TO DO =>
Output each line of the material exactly as it stands.

Items listed in a dataset:
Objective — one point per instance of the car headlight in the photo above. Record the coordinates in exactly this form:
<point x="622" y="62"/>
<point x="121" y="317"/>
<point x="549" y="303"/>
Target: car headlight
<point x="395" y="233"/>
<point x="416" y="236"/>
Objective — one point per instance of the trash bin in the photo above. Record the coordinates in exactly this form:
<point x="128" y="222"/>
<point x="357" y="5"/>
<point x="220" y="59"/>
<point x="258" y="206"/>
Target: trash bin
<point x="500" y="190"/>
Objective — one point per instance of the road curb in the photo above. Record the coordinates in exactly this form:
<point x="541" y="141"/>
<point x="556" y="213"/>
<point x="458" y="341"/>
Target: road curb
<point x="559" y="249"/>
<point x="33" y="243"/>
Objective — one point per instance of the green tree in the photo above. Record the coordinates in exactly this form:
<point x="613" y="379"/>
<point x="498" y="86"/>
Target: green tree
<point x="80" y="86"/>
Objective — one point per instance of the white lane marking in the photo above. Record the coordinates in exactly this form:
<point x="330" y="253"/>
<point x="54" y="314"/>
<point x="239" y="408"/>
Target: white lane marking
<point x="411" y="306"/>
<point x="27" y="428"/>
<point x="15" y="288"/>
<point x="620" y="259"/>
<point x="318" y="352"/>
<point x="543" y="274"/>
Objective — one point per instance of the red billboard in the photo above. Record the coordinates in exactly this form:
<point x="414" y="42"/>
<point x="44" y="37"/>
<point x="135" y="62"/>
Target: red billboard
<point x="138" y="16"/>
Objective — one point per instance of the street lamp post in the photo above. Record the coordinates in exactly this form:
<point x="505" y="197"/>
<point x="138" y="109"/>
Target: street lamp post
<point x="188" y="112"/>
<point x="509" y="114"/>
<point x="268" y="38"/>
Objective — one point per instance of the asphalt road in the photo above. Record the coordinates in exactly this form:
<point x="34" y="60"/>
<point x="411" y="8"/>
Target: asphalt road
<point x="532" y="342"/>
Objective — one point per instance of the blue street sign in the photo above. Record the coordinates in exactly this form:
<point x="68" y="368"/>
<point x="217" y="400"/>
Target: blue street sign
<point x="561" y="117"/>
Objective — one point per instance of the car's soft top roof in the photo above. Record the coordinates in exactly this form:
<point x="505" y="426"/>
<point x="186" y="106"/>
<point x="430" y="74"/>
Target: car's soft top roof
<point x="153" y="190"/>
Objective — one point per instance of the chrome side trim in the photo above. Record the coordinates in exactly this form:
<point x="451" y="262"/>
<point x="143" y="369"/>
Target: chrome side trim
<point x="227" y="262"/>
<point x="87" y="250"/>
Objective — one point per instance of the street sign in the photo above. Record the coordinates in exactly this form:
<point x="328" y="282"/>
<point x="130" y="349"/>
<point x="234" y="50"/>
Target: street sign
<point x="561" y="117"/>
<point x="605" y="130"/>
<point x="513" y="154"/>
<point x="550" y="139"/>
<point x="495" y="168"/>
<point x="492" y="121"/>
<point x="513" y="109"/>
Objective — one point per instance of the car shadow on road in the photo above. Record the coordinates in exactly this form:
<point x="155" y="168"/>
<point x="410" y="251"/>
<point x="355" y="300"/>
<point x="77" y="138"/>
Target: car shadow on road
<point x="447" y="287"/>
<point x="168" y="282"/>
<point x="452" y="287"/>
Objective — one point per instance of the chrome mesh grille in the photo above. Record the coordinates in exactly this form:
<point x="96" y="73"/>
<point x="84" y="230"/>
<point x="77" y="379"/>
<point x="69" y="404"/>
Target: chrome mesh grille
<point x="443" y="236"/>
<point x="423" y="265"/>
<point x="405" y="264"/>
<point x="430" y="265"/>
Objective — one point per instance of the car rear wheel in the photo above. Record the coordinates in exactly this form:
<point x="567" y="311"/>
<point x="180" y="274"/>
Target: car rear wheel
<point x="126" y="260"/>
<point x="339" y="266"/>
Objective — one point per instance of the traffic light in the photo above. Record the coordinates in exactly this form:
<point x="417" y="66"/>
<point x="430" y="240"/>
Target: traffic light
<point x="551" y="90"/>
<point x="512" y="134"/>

FULL RESPONSE =>
Objective — one point per instance of the car headlight in the photo above. Record the coordinates in exactly this form:
<point x="622" y="62"/>
<point x="121" y="317"/>
<point x="549" y="303"/>
Target: car headlight
<point x="395" y="233"/>
<point x="416" y="236"/>
Objective — one point per instance of the trash bin in the photo above. Record the coordinates in exactly this form:
<point x="128" y="222"/>
<point x="357" y="5"/>
<point x="220" y="59"/>
<point x="258" y="206"/>
Target: trash bin
<point x="500" y="190"/>
Objective — one point per instance of the road curb in the photo above. Record the coordinates in exactly this form:
<point x="541" y="141"/>
<point x="556" y="213"/>
<point x="458" y="341"/>
Target: road curb
<point x="559" y="249"/>
<point x="33" y="243"/>
Objective — one point per instance of the green tree in the photo above. Record the coordinates in exactly this form:
<point x="613" y="379"/>
<point x="498" y="86"/>
Target: green tree
<point x="80" y="86"/>
Objective — one point per instance of the white lane marking in the photo above. Record the coordinates in exactly this form:
<point x="330" y="253"/>
<point x="54" y="314"/>
<point x="239" y="408"/>
Target: white lane marking
<point x="411" y="306"/>
<point x="27" y="428"/>
<point x="15" y="288"/>
<point x="620" y="259"/>
<point x="318" y="352"/>
<point x="543" y="274"/>
Objective — one point per instance of the red billboard in the photo above. Record the coordinates in exactly this form:
<point x="414" y="42"/>
<point x="44" y="37"/>
<point x="135" y="62"/>
Target: red billboard
<point x="138" y="16"/>
Objective — one point per instance of the street lamp post in the photo above. Record the coordinates in exactly this form:
<point x="505" y="197"/>
<point x="138" y="109"/>
Target: street lamp post
<point x="188" y="112"/>
<point x="509" y="114"/>
<point x="268" y="38"/>
Objective — one point per instance of the asphalt road in the photo above. Record the coordinates in exactly this form:
<point x="34" y="60"/>
<point x="411" y="8"/>
Target: asphalt road
<point x="532" y="342"/>
Objective — one point per instance of the blue street sign in the photo above. Record the coordinates in exactly this form:
<point x="68" y="368"/>
<point x="217" y="400"/>
Target: blue street sign
<point x="561" y="117"/>
Objective — one point per instance of the car's soft top roof in the photo above. Record the coordinates in exactly this form:
<point x="505" y="426"/>
<point x="186" y="106"/>
<point x="430" y="74"/>
Target: car's soft top roof
<point x="153" y="190"/>
Objective — one point per instance of the chrome side trim in the photo above. Record the coordinates in exactly this form:
<point x="451" y="262"/>
<point x="143" y="369"/>
Target: chrome side trim
<point x="227" y="262"/>
<point x="87" y="250"/>
Objective — one point per instance of the street sign in the photo above. Record the coordinates in exactly this form:
<point x="328" y="282"/>
<point x="130" y="349"/>
<point x="234" y="50"/>
Target: street sign
<point x="561" y="117"/>
<point x="605" y="130"/>
<point x="513" y="154"/>
<point x="550" y="139"/>
<point x="495" y="168"/>
<point x="492" y="121"/>
<point x="513" y="109"/>
Objective — one point per instance of the car shadow on road in the photo above. Record the coordinates in exactly this form:
<point x="155" y="168"/>
<point x="410" y="251"/>
<point x="355" y="300"/>
<point x="77" y="138"/>
Target: car shadow on road
<point x="447" y="287"/>
<point x="168" y="282"/>
<point x="452" y="287"/>
Objective — one point per instance of the chrome mesh grille in the photo above. Record the coordinates in exactly this form:
<point x="96" y="73"/>
<point x="84" y="230"/>
<point x="77" y="379"/>
<point x="69" y="404"/>
Target: chrome mesh grille
<point x="443" y="236"/>
<point x="423" y="265"/>
<point x="405" y="264"/>
<point x="430" y="265"/>
Objective — one point per instance of the car rear wheel in the photo above. Record the coordinates in exactly this form:
<point x="567" y="311"/>
<point x="180" y="274"/>
Target: car rear wheel
<point x="126" y="260"/>
<point x="339" y="266"/>
Objective — one point per instance of the traffic light in the photo above. Record the coordinates in exactly this form:
<point x="417" y="66"/>
<point x="430" y="240"/>
Target: traffic light
<point x="551" y="90"/>
<point x="512" y="134"/>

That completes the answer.